Data entries:
---+---

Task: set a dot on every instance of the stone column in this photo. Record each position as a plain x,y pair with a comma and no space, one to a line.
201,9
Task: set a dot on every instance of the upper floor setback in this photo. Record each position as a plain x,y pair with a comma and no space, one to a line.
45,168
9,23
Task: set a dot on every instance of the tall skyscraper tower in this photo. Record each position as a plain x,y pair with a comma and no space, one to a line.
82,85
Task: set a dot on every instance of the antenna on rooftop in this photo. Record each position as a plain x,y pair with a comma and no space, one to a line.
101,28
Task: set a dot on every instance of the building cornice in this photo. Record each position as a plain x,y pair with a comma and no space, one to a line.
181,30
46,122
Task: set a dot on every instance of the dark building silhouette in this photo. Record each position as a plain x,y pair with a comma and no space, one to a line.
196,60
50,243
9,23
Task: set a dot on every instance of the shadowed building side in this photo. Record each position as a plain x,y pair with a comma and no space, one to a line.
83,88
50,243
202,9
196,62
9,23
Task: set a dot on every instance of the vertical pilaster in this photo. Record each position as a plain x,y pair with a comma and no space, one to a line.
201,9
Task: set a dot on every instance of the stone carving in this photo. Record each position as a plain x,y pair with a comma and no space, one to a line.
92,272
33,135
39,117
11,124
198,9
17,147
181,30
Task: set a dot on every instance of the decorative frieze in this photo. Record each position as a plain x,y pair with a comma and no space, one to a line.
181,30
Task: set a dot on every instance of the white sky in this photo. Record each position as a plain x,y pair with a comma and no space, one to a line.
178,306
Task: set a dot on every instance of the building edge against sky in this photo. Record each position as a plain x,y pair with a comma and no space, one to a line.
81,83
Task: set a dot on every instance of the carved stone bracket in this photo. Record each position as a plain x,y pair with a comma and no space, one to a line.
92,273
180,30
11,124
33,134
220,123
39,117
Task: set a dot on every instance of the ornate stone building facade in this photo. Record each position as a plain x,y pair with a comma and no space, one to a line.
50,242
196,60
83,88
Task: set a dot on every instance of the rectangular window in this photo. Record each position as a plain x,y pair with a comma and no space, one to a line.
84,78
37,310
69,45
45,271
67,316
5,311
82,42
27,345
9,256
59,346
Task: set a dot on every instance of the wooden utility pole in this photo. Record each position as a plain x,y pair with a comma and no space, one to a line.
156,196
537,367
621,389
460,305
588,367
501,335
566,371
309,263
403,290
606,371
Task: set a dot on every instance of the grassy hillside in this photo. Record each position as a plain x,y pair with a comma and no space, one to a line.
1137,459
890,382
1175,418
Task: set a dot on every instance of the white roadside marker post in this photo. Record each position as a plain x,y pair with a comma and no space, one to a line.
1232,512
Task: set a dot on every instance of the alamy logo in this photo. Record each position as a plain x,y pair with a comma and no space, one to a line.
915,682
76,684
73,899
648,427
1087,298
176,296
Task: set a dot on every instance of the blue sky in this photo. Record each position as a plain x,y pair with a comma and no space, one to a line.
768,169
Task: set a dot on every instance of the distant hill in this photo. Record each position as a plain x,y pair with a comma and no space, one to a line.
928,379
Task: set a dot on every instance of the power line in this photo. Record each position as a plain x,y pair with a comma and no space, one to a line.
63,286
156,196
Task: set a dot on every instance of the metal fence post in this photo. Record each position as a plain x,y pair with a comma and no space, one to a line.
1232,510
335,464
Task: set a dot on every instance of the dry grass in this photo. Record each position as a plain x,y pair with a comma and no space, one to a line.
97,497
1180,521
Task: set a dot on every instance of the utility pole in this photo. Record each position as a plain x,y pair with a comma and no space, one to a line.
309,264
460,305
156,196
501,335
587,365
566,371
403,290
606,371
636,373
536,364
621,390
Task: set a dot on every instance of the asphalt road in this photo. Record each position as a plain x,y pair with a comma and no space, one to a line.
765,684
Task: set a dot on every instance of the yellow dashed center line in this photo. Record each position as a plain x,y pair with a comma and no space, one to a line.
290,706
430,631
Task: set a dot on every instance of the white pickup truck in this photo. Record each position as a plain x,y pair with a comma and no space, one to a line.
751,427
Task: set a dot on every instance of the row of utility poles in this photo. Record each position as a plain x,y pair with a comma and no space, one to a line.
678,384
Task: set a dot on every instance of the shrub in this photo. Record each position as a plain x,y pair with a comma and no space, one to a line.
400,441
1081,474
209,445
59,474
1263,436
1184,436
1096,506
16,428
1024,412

---+---

__TRY IT__
Copy exactly. The range runs from the line containing "Task: set a dot on every instance of the row" through the last line of the data.

__YOUR SOLUTION__
Task: set a dot on every instance of the row of utility poles in this photo. Record each position as a plain x,y pair with a comma and no space, one to a line.
678,384
Task: set a dot on every instance of the shrub in this photo. Record each position as a plain x,y pair with a comma and no space, one to a line.
400,441
1081,474
209,445
59,474
1263,436
1184,436
1096,506
16,428
1024,412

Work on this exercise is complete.